=== TO DO ===
Can you recast everything from the line containing "# test: pointer drops one pin on the farmland" down to the end of the entries below as a numbered list, skipping any blank lines and leaving out the pictures?

=== RECORDS ===
◇ ◇ ◇ ◇ ◇
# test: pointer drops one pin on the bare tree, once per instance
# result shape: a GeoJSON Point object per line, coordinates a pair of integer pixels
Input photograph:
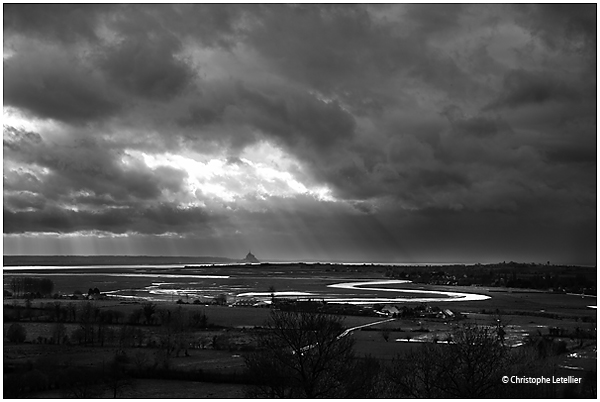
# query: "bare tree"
{"type": "Point", "coordinates": [302, 355]}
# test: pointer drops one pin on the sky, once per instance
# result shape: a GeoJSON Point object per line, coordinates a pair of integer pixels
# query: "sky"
{"type": "Point", "coordinates": [367, 133]}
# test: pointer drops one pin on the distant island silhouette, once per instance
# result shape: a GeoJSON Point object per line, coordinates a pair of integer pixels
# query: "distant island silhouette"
{"type": "Point", "coordinates": [250, 258]}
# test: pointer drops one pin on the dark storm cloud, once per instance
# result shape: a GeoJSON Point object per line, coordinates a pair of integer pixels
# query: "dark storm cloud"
{"type": "Point", "coordinates": [147, 66]}
{"type": "Point", "coordinates": [571, 25]}
{"type": "Point", "coordinates": [432, 127]}
{"type": "Point", "coordinates": [90, 165]}
{"type": "Point", "coordinates": [65, 22]}
{"type": "Point", "coordinates": [527, 87]}
{"type": "Point", "coordinates": [54, 84]}
{"type": "Point", "coordinates": [157, 219]}
{"type": "Point", "coordinates": [293, 118]}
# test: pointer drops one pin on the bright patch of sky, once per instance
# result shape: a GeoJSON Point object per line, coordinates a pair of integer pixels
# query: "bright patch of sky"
{"type": "Point", "coordinates": [261, 171]}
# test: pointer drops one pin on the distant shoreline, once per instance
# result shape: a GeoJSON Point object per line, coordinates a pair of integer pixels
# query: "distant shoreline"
{"type": "Point", "coordinates": [190, 261]}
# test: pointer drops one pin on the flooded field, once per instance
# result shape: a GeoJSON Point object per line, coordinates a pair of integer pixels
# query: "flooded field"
{"type": "Point", "coordinates": [162, 283]}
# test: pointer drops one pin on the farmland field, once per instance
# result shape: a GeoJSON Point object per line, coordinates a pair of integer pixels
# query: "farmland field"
{"type": "Point", "coordinates": [234, 326]}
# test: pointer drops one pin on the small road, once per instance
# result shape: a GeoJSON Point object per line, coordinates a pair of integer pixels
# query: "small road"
{"type": "Point", "coordinates": [346, 332]}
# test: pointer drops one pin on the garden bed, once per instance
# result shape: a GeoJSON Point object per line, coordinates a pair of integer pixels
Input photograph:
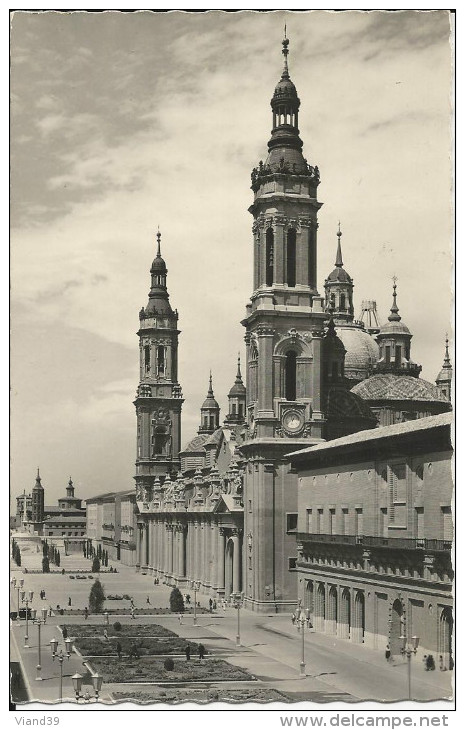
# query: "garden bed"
◇ ◇ ◇ ◇ ◇
=== RESPONSE TO THE EXERCISE ===
1. # test: pointer drops one pin on the farmland field, once per instance
2. # result shape: a GeoJSON Point object per line, coordinates a pair of integer pixels
3. # query: "farmland field"
4. {"type": "Point", "coordinates": [234, 326]}
5. # test: pointer drops one pin on the small road, once per instance
6. # result shape: a GeoJSON Point object per line, coordinates a pair of integer pixels
7. # query: "small road"
8. {"type": "Point", "coordinates": [346, 332]}
9. # test: pointer drops one pin on the garden bed, once per instance
10. # result shape: a GeoJSON Point object per line, coordinates a pair of integer pixels
11. Input photograph:
12. # query: "garden bed"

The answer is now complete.